_Selection_.
[Begin]
Review: A dance imagination at the Walker evokes history and longing

Leslie Parker addresses Black lineage and artistic practice in "Divination Tools."

For the Minnesota Star Tribune
May 12, 2023 at 5:00PM
Leslie Parker danced in an expansive costume of grass, burlap, boxing gloves and sneakers, all while veiled, Thursday outside the Walker Art Center. (Sheila Regan/The Minnesota Star Tribune)

There are art events, and then there are art events that are very special and something you will remember long after the performance ends.

That's what it felt like outside the Walker Art Center on Thursday evening at the procession before the start of Leslie Parker Dance Project's "Divination Tools: Imagine Home."

For the procession, Parker, wearing a black screen over her face, was covered head to toe with a billowing grass cloak, designed by Maggie Dayton, Jordan Hamilton and Masanari Kawarhara. She was accompanied by Khusaba Seka, who is listed in the program as "Priestess." Seka asked the audience standing outside the Walker's front doors, across the street from the Minneapolis Sculpture Garden, to name loved ones who need healing.

Three percussionists aided a sense of invocation while Parker danced with ferocity, the strands of grass making sound with each movement. Soon the performers ushered the audience indoors, moving through the lobby spaces throughout the museum, which had been adorned with grass and other scenic elements.

Parker performed a similar sequence two years ago outside of Pillsbury House + Theatre, one of the commissioning partners for the project alongside Pangea World Theater and the Walker. That performance emitted rage, sorrow, grief, power and joy all at once, and its proximity to George Floyd Square only accentuated those qualities.

Bringing the work to the Walker Art Center ushered in perhaps the beginnings of larger change for the Minneapolis arts community and the broader culture here.
[End]
_Records shown_.
[Begin]
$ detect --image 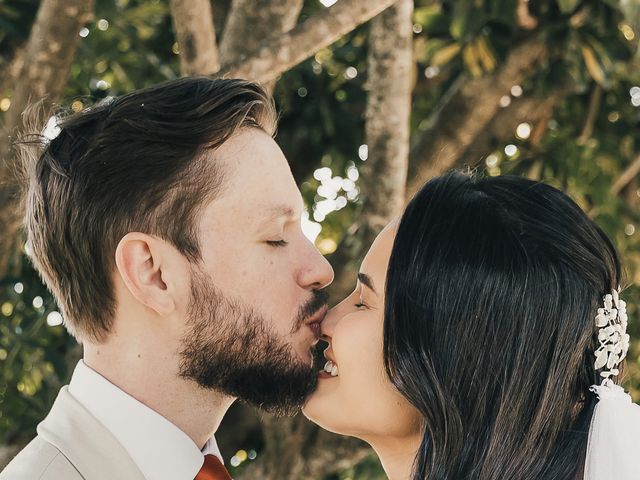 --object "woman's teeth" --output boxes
[324,360,338,377]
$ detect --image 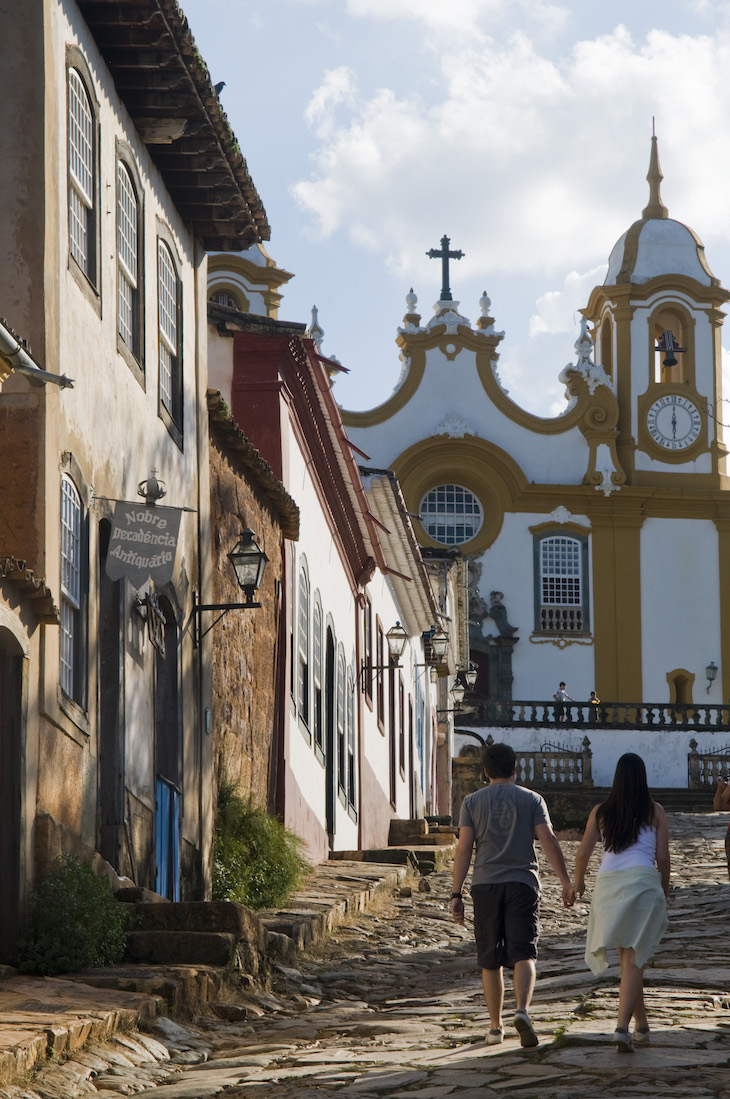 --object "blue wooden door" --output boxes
[155,775,180,900]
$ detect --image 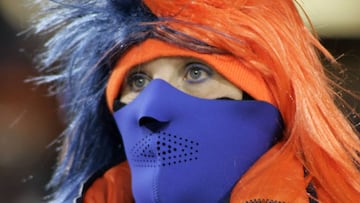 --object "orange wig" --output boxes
[135,0,360,202]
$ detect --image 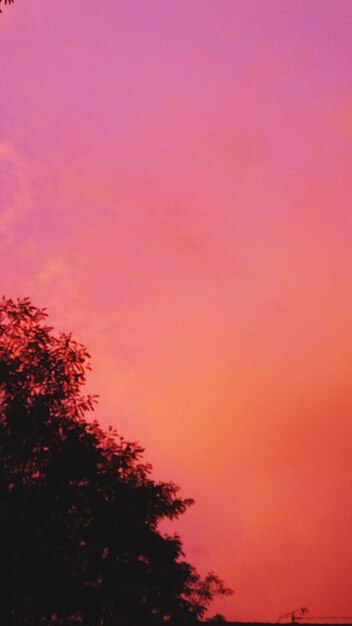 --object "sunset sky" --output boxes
[0,0,352,621]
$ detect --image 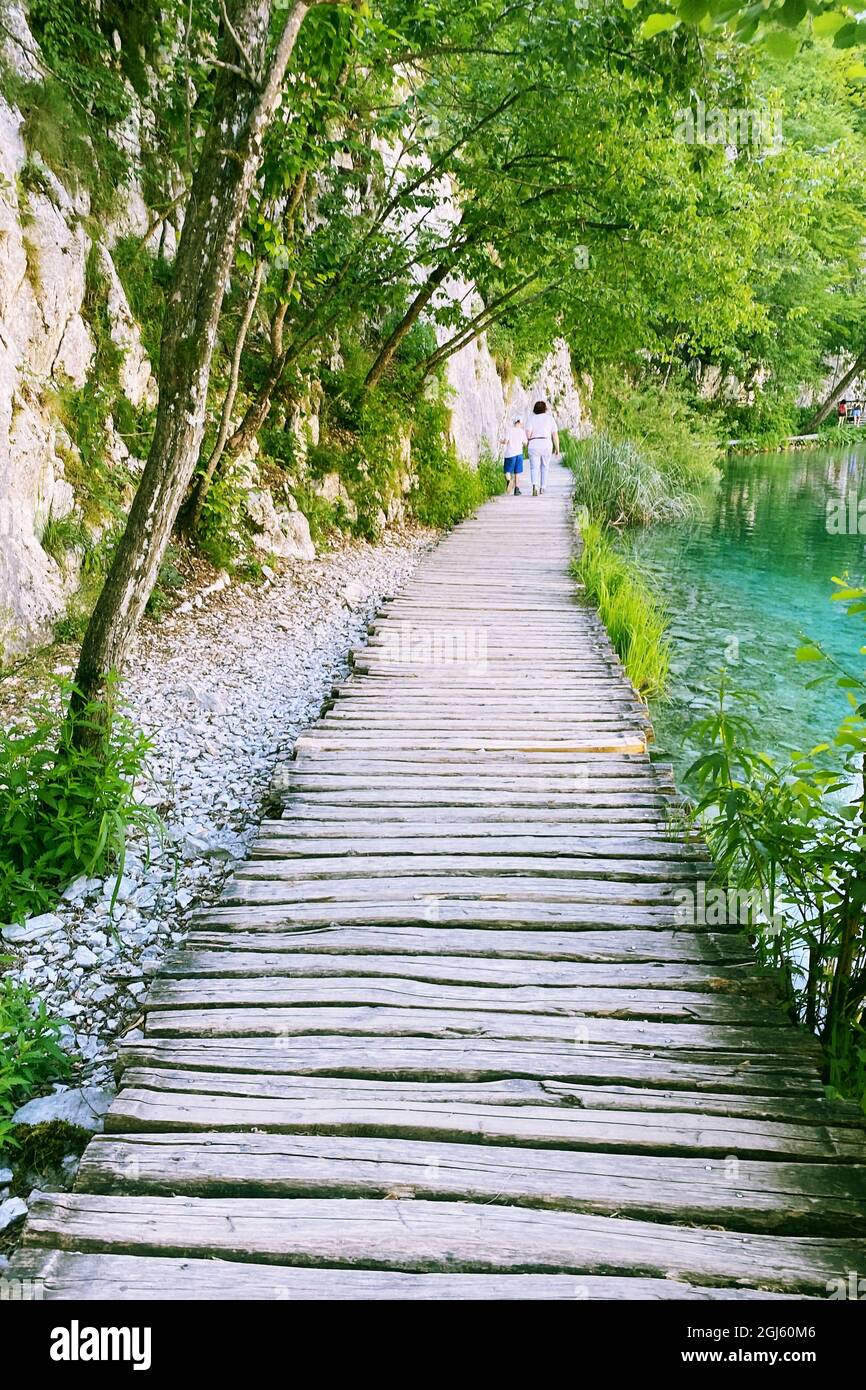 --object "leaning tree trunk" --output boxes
[End]
_Objective_. According to the dance review, who accompanied Parker during the procession and is listed in the program as "Priestess"?

_The output_. Khusaba Seka